**Task prompt**
Count the lines of the records below that contain the string "ground". Reply with the number alone.

**Data to use**
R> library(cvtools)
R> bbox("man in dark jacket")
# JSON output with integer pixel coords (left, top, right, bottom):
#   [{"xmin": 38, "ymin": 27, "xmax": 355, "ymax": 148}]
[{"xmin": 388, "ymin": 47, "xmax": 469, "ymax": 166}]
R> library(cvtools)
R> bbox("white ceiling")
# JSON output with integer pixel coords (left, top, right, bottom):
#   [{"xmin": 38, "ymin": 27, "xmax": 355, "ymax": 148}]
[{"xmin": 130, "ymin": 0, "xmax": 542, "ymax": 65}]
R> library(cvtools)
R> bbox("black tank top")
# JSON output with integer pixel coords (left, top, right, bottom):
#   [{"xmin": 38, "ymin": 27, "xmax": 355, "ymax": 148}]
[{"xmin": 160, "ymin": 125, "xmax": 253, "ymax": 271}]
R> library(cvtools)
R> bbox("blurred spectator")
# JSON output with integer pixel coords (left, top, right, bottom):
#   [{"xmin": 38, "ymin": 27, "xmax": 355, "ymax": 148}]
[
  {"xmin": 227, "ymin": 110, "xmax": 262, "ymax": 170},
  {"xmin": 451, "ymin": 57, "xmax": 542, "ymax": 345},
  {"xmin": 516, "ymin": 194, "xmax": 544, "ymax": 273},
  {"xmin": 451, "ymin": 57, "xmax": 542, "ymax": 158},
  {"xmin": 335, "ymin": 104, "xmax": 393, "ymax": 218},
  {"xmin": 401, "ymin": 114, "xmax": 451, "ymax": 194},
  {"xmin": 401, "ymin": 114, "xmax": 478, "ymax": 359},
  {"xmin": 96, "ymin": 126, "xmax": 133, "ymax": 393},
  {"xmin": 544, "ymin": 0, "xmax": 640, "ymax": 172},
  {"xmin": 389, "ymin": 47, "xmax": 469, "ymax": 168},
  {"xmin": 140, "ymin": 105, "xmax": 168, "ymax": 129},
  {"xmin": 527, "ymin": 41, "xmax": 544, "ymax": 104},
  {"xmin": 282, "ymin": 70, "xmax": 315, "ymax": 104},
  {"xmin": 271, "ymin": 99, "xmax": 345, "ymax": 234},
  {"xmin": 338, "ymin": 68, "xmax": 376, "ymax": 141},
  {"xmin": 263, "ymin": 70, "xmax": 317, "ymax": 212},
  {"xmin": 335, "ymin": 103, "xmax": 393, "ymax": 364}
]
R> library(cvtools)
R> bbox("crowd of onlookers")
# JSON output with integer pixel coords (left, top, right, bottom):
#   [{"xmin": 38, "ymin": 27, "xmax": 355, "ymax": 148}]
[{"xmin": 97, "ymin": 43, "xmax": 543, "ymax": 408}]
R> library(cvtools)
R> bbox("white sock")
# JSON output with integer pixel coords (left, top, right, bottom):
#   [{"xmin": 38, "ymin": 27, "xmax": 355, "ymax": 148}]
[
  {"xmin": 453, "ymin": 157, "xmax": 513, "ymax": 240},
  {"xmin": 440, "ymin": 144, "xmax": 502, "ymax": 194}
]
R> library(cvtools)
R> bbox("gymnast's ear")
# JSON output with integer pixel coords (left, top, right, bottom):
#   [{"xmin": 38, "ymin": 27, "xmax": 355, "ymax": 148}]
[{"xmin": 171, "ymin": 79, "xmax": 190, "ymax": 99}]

* * *

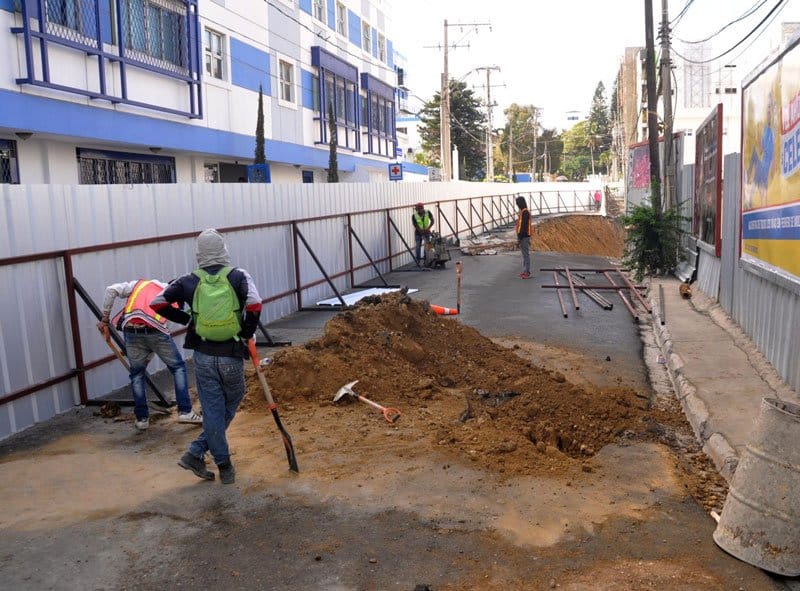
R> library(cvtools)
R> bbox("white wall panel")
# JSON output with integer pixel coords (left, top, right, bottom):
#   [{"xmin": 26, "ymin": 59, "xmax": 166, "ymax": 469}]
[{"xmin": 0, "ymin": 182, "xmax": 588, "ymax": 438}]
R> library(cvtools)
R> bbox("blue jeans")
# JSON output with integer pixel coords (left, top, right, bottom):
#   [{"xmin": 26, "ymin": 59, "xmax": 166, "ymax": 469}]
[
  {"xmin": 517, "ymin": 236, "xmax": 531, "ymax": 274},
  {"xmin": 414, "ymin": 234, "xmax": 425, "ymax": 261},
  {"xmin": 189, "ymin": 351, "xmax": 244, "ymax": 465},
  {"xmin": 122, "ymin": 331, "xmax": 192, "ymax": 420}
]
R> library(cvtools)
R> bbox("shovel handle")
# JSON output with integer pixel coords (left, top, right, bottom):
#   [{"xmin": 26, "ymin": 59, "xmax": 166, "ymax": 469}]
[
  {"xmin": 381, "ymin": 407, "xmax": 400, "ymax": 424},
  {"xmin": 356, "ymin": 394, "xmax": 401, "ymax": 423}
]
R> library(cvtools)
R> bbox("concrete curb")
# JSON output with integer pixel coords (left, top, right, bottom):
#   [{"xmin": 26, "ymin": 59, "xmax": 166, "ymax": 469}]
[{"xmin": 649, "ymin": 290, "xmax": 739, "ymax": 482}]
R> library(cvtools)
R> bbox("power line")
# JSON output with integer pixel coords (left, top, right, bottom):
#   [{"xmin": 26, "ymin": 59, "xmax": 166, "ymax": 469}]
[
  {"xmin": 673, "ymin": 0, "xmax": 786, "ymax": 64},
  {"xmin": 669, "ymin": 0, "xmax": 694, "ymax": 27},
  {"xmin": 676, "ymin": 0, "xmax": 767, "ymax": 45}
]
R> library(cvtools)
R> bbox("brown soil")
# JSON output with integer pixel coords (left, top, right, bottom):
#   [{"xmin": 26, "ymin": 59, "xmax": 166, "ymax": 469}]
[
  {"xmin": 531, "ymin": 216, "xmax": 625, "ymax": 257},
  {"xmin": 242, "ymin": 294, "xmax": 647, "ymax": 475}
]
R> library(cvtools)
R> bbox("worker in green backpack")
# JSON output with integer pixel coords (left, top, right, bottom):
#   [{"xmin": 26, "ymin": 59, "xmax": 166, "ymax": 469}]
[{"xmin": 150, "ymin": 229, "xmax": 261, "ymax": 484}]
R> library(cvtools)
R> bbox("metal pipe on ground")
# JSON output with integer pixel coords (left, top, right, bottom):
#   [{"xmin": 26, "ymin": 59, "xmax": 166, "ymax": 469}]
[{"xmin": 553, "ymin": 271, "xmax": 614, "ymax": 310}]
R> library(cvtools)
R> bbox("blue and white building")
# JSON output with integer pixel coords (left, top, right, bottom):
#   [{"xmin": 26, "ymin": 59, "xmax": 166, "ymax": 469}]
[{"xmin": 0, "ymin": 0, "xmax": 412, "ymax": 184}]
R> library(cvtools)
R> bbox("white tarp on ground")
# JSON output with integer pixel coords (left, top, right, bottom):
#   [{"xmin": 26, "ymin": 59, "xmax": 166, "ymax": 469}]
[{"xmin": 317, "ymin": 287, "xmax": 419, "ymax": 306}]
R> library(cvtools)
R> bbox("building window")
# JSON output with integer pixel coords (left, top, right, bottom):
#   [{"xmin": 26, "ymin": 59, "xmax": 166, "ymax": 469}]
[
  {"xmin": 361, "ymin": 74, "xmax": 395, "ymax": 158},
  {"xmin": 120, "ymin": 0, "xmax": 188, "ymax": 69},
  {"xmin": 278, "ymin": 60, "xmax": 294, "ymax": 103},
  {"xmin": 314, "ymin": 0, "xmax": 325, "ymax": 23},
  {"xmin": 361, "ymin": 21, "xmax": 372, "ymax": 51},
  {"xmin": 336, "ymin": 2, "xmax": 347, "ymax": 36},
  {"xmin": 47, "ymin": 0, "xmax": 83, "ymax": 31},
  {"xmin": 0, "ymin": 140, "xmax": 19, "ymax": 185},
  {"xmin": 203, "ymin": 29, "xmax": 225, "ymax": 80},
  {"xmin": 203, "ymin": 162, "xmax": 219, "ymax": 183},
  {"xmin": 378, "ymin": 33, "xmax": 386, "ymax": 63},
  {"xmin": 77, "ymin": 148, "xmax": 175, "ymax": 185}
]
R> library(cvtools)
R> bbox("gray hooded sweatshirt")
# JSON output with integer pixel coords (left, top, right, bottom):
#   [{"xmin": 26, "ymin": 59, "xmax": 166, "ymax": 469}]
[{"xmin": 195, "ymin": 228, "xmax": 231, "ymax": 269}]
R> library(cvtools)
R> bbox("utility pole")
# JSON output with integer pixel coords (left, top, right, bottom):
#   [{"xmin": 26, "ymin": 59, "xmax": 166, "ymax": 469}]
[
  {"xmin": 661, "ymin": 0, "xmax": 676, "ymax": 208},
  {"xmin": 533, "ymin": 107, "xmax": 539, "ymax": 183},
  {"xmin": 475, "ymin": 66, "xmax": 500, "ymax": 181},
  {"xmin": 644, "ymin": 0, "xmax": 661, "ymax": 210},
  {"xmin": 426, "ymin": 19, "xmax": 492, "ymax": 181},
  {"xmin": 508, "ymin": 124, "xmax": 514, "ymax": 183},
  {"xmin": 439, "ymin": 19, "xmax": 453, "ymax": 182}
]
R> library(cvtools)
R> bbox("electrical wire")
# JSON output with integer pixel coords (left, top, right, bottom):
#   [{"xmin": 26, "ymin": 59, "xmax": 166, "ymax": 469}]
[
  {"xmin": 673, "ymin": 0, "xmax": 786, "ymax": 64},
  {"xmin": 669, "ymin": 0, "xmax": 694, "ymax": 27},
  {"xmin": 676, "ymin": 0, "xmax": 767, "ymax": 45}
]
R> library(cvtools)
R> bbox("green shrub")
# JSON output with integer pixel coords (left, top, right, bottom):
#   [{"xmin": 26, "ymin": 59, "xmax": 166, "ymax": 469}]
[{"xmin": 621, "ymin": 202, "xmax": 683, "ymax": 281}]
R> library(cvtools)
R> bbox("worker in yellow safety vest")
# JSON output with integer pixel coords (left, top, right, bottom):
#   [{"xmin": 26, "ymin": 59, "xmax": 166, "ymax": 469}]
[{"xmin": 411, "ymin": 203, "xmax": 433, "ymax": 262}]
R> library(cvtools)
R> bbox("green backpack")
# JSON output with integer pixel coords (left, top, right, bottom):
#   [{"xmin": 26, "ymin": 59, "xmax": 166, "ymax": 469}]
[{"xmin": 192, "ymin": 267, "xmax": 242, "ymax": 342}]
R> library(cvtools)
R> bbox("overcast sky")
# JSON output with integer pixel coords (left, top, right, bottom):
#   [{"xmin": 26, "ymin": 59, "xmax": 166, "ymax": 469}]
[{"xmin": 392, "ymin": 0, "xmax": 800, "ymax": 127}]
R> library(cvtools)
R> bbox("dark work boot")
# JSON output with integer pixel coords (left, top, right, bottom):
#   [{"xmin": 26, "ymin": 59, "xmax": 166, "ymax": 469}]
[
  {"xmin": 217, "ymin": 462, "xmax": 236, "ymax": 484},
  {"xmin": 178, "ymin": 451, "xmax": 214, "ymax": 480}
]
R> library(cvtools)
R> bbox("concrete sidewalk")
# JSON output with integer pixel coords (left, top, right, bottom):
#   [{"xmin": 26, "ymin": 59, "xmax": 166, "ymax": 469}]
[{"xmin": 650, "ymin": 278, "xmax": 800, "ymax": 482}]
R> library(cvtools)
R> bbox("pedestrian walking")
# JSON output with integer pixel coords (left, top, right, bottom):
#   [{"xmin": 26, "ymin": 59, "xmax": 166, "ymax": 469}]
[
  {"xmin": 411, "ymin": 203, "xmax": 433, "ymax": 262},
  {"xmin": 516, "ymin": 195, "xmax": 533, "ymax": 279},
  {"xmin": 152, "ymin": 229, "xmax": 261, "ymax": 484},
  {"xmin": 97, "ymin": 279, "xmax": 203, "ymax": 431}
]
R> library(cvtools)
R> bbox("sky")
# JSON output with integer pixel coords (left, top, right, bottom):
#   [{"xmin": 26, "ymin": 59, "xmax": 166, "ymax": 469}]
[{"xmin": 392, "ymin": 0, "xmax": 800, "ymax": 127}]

--

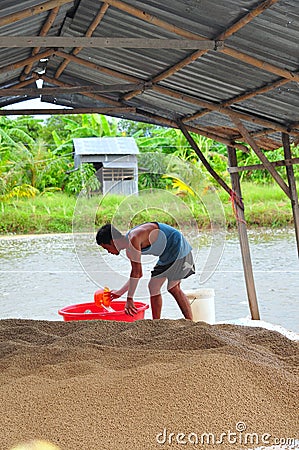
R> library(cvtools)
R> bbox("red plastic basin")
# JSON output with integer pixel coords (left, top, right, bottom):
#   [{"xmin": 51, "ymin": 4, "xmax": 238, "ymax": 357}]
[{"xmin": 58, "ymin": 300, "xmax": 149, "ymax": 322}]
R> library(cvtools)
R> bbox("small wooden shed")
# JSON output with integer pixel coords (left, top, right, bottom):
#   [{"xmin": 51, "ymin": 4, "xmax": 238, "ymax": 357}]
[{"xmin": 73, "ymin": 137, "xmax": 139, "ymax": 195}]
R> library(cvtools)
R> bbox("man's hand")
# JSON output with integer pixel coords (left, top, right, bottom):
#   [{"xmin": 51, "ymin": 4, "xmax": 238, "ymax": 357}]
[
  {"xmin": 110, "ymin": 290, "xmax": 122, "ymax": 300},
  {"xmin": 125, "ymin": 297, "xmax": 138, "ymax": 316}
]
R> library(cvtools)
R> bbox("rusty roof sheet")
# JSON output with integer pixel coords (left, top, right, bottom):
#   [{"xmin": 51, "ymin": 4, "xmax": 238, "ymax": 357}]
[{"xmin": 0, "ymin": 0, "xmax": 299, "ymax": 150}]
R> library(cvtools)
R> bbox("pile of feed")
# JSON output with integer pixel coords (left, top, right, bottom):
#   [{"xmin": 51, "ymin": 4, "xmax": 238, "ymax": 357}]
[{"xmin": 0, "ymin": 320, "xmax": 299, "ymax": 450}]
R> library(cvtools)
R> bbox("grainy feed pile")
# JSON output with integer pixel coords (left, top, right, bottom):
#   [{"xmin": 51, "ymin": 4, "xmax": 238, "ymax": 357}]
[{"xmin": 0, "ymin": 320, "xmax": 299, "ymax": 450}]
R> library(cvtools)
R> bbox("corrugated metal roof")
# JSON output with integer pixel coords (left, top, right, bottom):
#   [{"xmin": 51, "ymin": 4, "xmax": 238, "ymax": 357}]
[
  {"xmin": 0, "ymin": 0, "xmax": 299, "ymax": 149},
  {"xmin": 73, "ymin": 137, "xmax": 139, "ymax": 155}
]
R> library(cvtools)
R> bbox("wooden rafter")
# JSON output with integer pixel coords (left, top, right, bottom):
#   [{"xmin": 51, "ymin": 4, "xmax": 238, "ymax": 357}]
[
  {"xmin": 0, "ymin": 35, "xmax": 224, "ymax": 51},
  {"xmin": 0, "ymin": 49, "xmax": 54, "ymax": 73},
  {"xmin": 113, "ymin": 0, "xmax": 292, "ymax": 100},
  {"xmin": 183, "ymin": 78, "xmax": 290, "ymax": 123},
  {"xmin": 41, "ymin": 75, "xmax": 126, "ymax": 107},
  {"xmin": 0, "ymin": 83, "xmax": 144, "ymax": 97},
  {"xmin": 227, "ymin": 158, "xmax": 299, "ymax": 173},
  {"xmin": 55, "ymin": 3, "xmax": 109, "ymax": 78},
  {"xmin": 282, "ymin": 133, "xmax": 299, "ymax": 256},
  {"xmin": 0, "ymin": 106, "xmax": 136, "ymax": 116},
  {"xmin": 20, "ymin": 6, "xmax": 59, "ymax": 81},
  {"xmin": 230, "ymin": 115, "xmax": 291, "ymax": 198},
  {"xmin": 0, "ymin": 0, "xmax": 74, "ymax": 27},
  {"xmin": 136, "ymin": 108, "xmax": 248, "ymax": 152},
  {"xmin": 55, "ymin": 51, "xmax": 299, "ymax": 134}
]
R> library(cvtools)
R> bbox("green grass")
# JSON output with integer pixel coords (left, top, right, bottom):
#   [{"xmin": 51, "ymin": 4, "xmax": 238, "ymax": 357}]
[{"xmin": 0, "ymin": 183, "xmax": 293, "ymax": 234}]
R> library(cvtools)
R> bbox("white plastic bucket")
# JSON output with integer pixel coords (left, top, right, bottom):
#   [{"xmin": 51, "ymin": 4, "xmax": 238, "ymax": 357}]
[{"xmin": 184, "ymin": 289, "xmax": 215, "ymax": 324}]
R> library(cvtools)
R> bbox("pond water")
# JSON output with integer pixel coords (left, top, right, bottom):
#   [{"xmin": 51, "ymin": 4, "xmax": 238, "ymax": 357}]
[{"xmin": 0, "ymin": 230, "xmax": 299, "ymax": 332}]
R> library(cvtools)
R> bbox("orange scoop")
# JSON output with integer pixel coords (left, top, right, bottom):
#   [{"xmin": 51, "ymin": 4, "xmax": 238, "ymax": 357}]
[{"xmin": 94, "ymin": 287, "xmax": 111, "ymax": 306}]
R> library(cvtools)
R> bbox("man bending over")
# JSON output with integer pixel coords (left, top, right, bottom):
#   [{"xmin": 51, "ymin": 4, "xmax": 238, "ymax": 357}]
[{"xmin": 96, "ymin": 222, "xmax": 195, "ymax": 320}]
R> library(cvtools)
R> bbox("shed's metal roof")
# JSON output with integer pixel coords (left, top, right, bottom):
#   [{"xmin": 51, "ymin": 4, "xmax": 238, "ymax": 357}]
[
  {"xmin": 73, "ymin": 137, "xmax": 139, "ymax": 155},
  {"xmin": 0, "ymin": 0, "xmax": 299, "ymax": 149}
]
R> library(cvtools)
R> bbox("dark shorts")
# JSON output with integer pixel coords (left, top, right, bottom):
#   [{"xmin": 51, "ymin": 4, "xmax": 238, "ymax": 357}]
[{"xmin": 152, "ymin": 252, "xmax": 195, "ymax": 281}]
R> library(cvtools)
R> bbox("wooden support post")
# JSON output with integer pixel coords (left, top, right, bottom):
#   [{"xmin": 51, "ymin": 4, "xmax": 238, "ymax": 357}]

**Response**
2